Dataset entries
────

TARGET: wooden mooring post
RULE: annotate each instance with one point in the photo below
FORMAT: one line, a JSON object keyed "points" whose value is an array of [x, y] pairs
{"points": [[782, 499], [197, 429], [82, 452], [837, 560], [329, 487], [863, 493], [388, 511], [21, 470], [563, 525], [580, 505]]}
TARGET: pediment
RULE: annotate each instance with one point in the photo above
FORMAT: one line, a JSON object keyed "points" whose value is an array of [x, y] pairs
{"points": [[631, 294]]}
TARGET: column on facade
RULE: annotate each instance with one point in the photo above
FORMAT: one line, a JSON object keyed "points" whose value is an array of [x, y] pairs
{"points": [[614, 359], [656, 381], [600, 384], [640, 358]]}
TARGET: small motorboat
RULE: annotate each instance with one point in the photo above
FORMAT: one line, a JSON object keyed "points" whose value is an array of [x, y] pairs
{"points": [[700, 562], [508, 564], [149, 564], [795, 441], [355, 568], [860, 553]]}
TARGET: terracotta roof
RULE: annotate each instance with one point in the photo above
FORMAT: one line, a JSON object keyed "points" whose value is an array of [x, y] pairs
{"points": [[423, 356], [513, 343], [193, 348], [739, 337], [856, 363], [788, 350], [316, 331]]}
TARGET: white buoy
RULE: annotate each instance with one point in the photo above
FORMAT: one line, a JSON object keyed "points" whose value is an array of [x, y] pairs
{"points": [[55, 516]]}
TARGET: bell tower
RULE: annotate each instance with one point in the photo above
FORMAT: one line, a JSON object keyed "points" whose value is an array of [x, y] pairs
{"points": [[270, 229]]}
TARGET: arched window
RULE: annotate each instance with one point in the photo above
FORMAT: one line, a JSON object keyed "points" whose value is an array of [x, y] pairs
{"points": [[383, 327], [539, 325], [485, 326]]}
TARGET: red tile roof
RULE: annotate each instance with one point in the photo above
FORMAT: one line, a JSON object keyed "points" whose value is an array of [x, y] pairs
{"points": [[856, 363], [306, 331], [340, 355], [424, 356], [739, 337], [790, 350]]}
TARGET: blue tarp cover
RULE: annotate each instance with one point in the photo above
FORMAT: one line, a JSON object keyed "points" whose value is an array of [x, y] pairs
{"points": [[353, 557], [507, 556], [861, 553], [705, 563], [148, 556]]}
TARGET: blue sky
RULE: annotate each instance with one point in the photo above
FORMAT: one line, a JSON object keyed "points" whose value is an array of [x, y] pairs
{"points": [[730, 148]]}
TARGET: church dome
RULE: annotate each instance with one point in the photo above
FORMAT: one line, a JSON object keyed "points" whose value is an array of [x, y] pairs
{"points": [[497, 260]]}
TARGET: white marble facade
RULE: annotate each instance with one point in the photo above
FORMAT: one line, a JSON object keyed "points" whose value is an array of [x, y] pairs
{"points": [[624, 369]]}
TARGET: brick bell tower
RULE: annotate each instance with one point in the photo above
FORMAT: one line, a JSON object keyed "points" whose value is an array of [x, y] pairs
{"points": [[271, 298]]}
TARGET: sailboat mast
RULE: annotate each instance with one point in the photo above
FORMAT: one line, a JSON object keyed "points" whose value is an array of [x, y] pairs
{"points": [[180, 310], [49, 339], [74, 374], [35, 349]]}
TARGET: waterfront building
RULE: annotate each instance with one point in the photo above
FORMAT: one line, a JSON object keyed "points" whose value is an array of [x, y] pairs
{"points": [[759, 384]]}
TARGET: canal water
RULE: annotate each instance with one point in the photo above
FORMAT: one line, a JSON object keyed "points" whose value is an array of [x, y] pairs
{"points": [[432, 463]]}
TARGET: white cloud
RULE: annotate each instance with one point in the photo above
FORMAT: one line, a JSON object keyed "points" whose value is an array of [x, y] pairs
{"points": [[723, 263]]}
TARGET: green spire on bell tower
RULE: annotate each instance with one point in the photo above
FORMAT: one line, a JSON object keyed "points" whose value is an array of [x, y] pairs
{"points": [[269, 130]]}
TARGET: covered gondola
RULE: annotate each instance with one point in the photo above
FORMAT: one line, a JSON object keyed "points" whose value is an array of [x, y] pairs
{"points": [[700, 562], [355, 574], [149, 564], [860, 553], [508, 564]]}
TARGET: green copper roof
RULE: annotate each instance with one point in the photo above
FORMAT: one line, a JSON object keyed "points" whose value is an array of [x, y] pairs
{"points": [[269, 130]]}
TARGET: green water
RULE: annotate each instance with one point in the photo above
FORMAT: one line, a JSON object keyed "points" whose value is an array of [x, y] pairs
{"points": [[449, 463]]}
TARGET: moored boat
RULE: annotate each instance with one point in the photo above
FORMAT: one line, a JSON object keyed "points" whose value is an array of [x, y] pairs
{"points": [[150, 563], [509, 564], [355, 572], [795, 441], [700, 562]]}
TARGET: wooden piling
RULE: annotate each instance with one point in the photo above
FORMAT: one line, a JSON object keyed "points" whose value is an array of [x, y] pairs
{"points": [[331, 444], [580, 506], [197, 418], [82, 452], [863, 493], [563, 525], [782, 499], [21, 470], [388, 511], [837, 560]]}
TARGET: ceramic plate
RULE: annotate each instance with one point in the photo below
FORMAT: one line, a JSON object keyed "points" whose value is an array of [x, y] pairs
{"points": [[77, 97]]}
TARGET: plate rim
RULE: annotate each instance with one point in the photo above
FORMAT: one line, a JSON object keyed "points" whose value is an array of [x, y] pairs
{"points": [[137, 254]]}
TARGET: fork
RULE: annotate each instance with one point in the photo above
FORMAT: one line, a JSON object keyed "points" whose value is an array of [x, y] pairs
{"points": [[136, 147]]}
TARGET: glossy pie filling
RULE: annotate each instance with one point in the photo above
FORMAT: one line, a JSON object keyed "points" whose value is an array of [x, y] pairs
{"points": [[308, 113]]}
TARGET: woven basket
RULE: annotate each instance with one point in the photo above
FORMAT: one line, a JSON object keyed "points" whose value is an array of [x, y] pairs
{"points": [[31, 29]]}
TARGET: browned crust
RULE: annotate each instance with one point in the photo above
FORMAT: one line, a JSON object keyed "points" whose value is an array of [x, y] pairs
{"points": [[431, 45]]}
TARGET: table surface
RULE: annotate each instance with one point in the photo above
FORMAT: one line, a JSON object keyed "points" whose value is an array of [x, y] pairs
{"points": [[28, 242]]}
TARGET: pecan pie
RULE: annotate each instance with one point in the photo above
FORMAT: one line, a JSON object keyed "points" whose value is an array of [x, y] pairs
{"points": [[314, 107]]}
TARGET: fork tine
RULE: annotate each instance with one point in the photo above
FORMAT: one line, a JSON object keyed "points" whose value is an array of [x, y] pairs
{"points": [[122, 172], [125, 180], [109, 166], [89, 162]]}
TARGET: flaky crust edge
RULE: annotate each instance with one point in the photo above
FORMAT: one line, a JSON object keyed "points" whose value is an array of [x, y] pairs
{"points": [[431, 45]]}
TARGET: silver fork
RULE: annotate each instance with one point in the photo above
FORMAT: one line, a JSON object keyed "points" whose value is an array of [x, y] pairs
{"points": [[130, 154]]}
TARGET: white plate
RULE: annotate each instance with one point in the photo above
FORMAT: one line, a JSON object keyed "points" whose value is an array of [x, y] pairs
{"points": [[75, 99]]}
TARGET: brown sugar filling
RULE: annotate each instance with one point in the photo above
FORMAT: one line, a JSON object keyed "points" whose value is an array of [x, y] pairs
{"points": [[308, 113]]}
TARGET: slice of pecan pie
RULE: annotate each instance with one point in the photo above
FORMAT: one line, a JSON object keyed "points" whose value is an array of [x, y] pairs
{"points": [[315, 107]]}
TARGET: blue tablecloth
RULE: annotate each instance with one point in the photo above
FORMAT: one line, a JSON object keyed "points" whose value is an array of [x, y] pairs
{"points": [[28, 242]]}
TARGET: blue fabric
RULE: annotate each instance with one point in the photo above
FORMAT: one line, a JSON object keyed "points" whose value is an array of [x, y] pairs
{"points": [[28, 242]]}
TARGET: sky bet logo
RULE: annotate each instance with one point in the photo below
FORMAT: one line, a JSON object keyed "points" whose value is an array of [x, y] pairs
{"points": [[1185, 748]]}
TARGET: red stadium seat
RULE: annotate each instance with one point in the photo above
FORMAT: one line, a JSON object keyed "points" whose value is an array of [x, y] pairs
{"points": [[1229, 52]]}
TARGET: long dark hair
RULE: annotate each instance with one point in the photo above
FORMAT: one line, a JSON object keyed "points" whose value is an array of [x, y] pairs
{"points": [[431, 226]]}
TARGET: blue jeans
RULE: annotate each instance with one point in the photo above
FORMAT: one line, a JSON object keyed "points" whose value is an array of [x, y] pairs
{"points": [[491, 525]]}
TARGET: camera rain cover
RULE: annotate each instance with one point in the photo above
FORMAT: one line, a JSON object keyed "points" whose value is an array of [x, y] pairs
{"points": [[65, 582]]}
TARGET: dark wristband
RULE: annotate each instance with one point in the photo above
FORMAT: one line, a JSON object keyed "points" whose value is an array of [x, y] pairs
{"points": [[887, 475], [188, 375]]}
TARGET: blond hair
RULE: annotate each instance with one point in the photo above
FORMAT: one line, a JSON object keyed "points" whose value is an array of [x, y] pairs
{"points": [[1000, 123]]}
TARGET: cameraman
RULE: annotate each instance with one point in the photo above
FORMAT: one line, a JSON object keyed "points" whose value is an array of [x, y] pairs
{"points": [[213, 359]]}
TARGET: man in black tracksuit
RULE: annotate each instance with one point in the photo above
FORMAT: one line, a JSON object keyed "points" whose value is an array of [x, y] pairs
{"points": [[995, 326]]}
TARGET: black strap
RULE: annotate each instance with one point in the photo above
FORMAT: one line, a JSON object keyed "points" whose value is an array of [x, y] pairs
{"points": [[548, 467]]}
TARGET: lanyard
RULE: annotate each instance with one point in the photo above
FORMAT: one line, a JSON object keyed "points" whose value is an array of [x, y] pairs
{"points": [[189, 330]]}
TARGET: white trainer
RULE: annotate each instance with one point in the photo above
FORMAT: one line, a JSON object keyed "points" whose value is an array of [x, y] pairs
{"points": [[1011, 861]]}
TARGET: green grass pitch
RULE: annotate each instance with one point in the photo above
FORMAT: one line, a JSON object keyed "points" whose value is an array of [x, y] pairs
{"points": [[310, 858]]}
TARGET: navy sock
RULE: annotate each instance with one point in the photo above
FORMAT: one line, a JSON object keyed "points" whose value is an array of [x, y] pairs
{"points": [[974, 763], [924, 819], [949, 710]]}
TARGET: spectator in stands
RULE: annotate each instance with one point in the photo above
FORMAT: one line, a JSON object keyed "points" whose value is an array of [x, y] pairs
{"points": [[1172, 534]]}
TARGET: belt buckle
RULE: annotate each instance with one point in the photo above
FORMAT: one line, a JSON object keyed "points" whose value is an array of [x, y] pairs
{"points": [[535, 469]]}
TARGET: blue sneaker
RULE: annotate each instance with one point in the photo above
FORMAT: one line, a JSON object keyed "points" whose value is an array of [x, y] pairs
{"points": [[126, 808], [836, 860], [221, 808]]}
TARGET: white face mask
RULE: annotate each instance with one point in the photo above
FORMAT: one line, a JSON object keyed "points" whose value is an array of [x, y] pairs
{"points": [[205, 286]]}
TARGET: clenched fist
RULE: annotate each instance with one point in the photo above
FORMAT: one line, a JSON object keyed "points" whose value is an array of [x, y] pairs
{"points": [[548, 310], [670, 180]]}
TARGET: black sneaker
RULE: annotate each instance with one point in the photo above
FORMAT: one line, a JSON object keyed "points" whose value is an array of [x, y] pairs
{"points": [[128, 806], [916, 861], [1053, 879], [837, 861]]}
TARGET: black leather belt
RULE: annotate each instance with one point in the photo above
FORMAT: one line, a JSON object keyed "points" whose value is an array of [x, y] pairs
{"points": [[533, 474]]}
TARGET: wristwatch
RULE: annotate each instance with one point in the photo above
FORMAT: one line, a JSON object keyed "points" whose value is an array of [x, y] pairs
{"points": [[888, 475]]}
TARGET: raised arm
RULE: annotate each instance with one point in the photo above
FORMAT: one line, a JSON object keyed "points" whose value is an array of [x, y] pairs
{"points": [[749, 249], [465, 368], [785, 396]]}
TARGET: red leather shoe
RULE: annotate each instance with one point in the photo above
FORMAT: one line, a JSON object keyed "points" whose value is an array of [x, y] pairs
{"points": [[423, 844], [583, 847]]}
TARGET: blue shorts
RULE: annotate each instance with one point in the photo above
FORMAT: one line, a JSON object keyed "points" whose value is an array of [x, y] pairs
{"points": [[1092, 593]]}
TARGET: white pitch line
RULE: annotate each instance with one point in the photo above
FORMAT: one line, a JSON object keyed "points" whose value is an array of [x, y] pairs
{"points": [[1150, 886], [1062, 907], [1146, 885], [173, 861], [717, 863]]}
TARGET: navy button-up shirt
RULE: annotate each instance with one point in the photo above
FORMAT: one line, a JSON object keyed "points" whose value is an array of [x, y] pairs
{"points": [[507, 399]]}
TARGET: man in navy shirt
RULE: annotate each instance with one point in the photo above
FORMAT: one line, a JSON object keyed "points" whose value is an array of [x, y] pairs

────

- GIVEN EXERCISE:
Rewrite the entries from the line with "TARGET: man in navy shirt" through the end of the entries, changing "navy shirt" to "gray shirt" and keeping everything else the same.

- FULL OUTPUT:
TARGET: man in gray shirt
RULE: annotate each instance with one point in the photo above
FORMAT: one line, a JSON object keyed "points" whose value is an array of [x, y] pairs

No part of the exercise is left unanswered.